• [Given problem]: Could you copy the rows below word for word, everything from the line containing "reflection. Report the bounding boxes." down to the line containing "[188,321,400,724]", with both of those lines included and nothing else?

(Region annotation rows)
-- start --

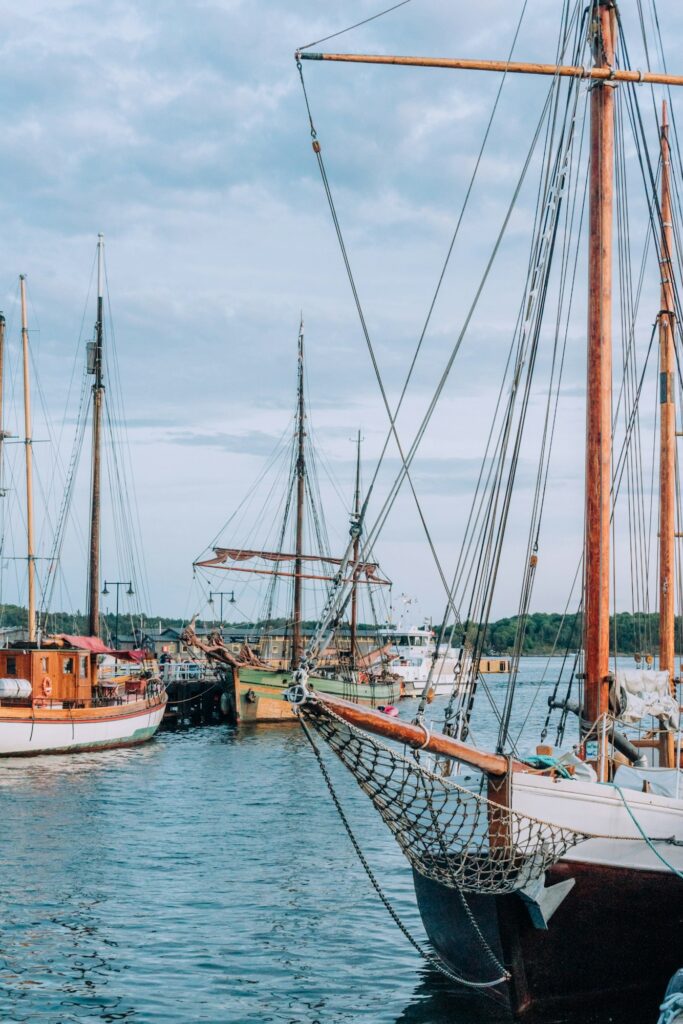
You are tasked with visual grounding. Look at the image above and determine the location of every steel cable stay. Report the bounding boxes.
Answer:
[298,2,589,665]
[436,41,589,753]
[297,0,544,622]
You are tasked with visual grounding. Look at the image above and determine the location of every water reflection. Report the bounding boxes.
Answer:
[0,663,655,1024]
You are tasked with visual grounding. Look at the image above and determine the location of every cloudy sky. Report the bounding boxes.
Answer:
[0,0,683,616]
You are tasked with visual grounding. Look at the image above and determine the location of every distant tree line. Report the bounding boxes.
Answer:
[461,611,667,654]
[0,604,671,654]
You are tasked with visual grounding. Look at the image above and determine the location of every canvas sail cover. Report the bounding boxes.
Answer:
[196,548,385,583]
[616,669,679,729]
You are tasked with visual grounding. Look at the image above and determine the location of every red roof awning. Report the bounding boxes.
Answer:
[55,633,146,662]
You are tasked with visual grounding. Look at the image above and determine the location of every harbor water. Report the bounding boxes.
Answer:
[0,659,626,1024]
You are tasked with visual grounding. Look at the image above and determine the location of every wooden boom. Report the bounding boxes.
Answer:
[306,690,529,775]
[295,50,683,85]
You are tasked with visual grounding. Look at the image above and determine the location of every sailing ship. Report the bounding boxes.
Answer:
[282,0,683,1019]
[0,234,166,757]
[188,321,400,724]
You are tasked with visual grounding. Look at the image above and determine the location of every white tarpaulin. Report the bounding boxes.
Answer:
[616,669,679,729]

-- end --
-- start --

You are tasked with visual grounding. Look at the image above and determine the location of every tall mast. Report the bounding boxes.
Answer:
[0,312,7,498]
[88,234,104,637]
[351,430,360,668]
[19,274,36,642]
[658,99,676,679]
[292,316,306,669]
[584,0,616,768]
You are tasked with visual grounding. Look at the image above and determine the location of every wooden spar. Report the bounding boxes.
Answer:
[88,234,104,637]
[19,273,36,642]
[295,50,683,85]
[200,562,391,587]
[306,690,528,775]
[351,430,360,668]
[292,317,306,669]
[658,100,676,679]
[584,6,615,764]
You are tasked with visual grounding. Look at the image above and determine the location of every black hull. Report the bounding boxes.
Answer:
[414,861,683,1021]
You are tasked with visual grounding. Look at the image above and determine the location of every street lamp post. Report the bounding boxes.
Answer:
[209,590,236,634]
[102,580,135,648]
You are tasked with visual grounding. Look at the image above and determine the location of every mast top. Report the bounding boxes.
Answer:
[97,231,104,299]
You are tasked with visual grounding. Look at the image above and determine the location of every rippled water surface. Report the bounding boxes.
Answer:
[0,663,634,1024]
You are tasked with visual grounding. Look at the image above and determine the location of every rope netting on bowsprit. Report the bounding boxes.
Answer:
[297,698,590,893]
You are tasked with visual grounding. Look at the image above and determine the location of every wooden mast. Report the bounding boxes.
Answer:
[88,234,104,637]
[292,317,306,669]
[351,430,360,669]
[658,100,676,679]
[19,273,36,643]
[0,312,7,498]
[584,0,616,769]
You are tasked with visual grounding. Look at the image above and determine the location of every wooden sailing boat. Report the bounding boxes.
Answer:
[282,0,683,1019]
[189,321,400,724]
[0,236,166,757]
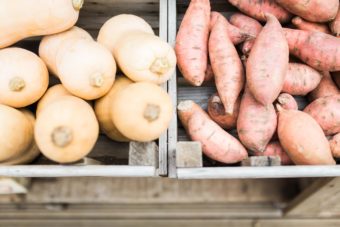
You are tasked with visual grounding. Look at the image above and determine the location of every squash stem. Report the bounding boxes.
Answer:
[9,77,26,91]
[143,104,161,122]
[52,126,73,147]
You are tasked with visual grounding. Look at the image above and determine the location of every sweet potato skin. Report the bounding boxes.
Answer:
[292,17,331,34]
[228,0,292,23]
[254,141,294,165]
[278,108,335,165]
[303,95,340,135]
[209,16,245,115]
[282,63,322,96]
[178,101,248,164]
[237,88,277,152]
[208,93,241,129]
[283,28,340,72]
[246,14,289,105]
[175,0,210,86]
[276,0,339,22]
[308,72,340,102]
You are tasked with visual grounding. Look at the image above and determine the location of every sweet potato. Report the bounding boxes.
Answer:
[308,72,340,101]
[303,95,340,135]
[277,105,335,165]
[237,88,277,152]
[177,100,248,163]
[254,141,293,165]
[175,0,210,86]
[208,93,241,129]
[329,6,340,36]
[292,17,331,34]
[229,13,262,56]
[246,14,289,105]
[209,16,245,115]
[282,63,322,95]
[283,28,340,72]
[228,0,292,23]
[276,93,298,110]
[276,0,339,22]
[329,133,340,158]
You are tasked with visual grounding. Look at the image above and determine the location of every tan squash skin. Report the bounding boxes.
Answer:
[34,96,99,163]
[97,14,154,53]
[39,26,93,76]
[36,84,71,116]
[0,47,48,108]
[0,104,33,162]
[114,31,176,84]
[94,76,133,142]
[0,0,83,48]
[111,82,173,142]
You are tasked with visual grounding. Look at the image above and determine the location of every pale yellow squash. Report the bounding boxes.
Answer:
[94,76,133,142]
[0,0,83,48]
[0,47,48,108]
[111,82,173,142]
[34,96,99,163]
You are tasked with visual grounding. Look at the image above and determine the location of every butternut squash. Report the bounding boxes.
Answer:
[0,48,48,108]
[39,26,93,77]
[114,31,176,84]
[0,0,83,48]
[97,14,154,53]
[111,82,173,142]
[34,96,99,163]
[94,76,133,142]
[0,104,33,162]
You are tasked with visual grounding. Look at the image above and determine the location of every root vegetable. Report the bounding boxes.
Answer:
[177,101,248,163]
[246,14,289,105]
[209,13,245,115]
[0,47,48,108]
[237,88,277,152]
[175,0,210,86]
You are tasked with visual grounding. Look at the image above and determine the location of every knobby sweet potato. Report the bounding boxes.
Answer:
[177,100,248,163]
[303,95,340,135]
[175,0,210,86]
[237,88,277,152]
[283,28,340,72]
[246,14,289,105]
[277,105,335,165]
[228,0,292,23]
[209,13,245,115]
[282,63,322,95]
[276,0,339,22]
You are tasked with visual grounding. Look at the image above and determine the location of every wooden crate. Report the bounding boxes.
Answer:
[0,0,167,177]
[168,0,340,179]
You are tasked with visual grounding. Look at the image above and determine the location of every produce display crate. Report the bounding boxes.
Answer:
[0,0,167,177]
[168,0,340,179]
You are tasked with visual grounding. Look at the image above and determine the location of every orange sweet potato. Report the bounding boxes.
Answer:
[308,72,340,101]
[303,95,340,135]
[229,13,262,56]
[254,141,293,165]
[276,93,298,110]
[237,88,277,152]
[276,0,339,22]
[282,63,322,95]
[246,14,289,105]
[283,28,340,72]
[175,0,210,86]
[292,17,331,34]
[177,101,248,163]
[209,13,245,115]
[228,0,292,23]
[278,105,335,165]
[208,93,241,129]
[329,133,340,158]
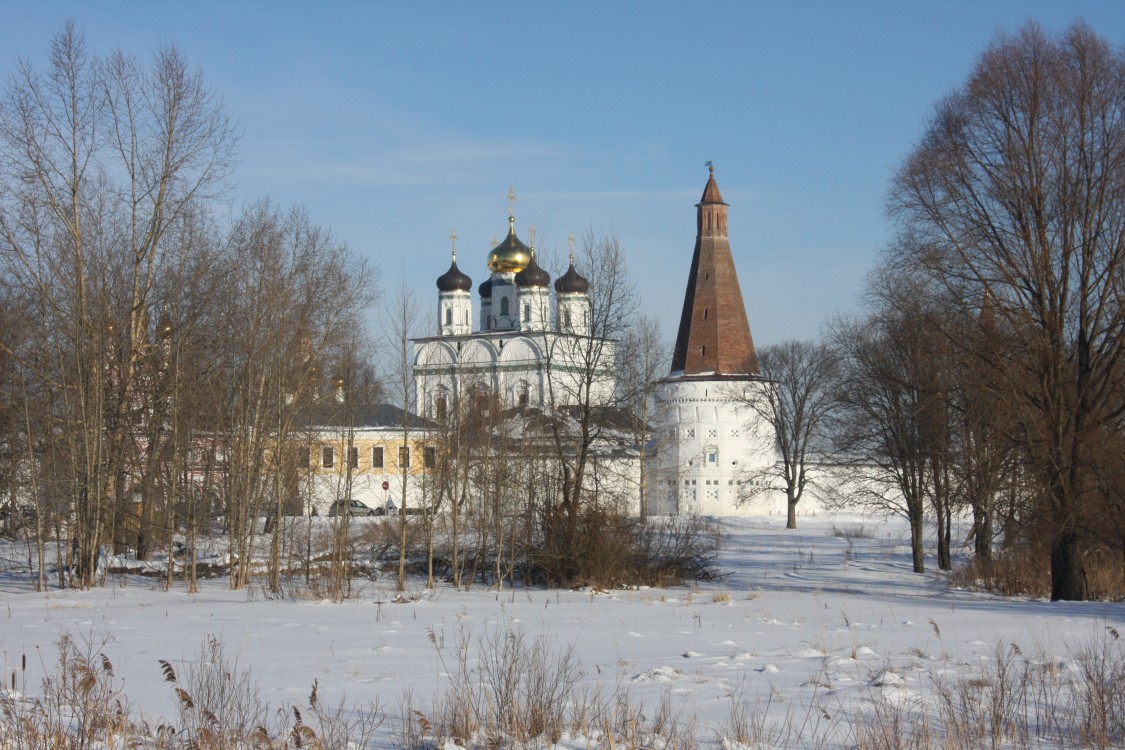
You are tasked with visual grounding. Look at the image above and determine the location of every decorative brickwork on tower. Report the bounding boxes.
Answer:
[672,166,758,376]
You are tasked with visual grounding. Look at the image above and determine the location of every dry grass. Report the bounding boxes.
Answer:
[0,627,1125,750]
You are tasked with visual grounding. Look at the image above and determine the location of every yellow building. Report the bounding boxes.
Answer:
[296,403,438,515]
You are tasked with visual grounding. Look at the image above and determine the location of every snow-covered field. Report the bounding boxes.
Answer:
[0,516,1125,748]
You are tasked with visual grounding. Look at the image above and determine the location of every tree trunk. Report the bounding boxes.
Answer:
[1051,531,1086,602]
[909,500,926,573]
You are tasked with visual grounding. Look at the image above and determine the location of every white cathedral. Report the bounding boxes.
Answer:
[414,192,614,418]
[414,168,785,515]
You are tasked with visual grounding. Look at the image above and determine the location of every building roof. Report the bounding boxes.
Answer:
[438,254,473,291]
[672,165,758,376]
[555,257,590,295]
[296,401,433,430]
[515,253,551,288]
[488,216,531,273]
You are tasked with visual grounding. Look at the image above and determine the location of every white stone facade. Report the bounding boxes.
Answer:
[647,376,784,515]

-- end --

• [Exercise output]:
You are tasked with visual grounding. Look at the image above and determine the location of every water reflection. Report the bounding boxes.
Answer:
[0,663,655,1024]
You are tasked with visual grounding. Look at the image above and determine the location of every cloudy sky. Report the bounding boxes.
Answer:
[0,0,683,616]
You are tasked with visual grounding. Look at the image above and determine the location of every distant tree line. Report the bounding boxes.
Answer:
[461,611,667,654]
[0,604,671,654]
You are tasked with visual grounding. Look at the image above and determine the location of every canvas sail cover. Report the bounding boxes.
Answer:
[196,548,385,583]
[616,669,679,729]
You are tasked with visual grounding. Look at the image above and determine the location of every red roof awning. Report the bounding boxes.
Answer:
[55,633,146,662]
You are tasked with visual grounding. Look at the image above and determine the location of every harbor water. Report the bounding boxes.
Answer:
[0,659,626,1024]
You are tasked with visual grounding. Look at the image above and determine the location of every wooden boom. Report the bounding boxes.
Answer:
[306,690,529,775]
[295,50,683,85]
You are tasked with visual grounding. Look at the image above and determine the location of every sailing ship. Report the bounding boxes.
Answer:
[282,0,683,1019]
[0,234,166,757]
[188,321,400,724]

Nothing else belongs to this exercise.